Work to be completed
Format the lines of the data below as a JSON list of strings, one string per line and no blank lines, starting at the line containing "TARGET = white cricket shoe" and ending at the line containing "(1006, 424)", both included.

Items from a dataset
•••••

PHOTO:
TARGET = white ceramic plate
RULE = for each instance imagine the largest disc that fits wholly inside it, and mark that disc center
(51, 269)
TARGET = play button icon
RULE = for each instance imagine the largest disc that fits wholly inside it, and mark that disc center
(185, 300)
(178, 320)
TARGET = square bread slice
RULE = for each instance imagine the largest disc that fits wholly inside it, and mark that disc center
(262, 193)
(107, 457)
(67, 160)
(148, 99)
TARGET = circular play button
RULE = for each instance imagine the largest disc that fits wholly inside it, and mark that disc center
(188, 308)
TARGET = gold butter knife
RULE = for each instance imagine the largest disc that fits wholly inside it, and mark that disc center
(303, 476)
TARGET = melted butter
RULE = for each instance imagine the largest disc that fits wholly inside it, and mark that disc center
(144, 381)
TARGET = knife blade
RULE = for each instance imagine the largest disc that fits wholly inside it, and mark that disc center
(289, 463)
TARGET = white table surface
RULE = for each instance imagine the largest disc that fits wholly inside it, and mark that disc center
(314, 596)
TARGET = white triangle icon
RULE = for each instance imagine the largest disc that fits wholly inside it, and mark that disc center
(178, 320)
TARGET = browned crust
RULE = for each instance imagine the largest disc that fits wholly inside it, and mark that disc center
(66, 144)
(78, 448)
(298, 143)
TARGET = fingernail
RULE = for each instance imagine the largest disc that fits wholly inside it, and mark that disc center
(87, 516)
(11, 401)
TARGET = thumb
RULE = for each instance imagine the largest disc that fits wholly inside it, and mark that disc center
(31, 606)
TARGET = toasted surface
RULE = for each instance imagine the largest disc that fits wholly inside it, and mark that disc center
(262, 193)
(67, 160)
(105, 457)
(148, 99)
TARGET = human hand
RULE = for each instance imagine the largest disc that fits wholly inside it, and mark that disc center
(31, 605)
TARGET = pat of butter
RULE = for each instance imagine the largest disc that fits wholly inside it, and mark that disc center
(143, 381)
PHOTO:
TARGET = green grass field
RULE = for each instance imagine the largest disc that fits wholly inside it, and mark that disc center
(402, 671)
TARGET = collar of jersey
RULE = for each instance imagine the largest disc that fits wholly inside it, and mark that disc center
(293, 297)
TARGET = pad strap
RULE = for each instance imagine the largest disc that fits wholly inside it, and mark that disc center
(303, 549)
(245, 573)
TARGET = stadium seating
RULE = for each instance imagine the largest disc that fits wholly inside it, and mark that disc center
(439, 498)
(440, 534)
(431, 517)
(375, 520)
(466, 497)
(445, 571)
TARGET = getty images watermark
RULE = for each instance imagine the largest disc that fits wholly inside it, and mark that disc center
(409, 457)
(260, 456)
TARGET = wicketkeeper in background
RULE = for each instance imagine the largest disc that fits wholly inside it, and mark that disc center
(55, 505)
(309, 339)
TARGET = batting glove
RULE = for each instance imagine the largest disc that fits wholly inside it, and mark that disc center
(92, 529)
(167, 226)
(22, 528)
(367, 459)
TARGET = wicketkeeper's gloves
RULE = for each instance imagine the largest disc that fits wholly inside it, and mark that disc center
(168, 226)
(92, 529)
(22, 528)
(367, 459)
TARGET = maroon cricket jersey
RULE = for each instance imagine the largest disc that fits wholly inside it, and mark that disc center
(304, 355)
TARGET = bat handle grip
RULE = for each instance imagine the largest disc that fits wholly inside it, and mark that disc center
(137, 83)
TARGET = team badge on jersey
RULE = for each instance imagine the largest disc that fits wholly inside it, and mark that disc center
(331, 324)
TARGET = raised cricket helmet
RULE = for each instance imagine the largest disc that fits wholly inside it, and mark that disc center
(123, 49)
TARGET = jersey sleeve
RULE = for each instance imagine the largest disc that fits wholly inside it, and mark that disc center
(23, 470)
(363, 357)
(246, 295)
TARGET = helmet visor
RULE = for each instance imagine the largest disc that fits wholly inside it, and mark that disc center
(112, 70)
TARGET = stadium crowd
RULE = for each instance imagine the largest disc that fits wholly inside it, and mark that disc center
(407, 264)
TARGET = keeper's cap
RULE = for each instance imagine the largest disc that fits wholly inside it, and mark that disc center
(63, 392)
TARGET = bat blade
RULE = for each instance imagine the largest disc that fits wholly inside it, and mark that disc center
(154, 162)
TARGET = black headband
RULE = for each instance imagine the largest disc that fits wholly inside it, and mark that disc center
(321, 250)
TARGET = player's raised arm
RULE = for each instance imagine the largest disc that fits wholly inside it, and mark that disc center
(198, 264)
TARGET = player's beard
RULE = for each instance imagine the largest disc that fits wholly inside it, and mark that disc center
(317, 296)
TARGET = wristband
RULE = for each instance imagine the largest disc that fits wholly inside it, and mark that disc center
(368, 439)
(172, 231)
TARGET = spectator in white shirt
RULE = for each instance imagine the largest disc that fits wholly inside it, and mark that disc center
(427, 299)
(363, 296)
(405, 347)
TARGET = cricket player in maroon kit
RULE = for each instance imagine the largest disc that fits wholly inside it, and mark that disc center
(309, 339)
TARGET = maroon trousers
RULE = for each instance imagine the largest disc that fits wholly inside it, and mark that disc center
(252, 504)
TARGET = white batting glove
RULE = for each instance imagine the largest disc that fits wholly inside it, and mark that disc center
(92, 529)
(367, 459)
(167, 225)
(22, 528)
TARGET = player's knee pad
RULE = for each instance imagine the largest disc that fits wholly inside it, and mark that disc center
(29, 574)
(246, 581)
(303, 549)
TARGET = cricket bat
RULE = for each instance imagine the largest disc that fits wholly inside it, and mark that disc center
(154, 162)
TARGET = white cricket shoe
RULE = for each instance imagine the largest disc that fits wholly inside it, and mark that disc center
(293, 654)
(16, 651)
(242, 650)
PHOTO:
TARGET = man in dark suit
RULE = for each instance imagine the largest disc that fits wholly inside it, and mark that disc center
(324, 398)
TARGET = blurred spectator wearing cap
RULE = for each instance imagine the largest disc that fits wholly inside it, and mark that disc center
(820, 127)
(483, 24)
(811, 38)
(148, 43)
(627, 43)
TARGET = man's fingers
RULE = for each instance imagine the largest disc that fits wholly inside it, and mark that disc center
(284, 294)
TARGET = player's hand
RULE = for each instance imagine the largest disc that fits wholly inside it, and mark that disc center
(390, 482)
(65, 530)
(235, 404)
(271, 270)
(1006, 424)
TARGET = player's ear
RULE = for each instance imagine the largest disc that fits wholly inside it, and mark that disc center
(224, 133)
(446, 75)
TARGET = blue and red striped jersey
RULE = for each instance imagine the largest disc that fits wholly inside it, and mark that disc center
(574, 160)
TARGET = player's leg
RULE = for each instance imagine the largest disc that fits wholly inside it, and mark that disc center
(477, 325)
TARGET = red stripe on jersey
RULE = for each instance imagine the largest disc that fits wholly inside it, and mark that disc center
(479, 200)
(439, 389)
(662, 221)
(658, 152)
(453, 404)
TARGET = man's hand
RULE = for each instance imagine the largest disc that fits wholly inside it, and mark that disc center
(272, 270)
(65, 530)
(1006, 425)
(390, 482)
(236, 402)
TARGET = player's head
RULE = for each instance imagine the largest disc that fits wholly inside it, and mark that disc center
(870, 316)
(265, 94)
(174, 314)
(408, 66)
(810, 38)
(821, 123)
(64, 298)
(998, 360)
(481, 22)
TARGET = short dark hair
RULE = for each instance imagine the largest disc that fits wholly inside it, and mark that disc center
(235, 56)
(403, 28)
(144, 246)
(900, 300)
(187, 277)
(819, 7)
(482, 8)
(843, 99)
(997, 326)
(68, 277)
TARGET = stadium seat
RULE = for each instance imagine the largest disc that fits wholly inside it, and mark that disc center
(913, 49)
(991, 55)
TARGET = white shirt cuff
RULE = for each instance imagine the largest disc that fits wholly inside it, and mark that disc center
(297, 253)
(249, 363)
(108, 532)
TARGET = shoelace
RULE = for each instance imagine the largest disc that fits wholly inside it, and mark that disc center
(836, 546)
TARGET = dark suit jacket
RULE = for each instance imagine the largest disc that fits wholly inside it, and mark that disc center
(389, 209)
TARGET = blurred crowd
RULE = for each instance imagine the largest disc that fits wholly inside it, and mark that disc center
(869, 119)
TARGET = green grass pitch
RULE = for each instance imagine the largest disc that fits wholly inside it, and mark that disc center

•••••

Exercise result
[
  "TARGET = white cricket shoe",
  "RULE = for each instance imagine the largest disc that fits wholly inside it, and mark that disc center",
  "(293, 654)",
  "(16, 651)",
  "(242, 650)",
  "PHOTO:",
  "TARGET = man in dark suit",
  "RULE = for each instance imagine the largest disc that fits wholly inside it, and mark that disc center",
  "(324, 398)",
  "TARGET = blurred spectator wearing cap",
  "RULE = for each instance imagine the largest disc that fits wholly inside it, and mark that disc center",
  "(820, 127)",
  "(483, 24)",
  "(811, 38)",
  "(148, 43)",
  "(627, 43)",
  "TARGET = man's fingers",
  "RULE = for each instance imagine the largest disc that fits wholly inside it, and mark that disc center",
  "(284, 294)",
  "TARGET = player's hand",
  "RULE = for each instance imagine the largest disc that fits wholly inside it, and mark that disc center",
  "(390, 482)",
  "(65, 530)",
  "(235, 404)",
  "(271, 270)",
  "(1006, 424)"
]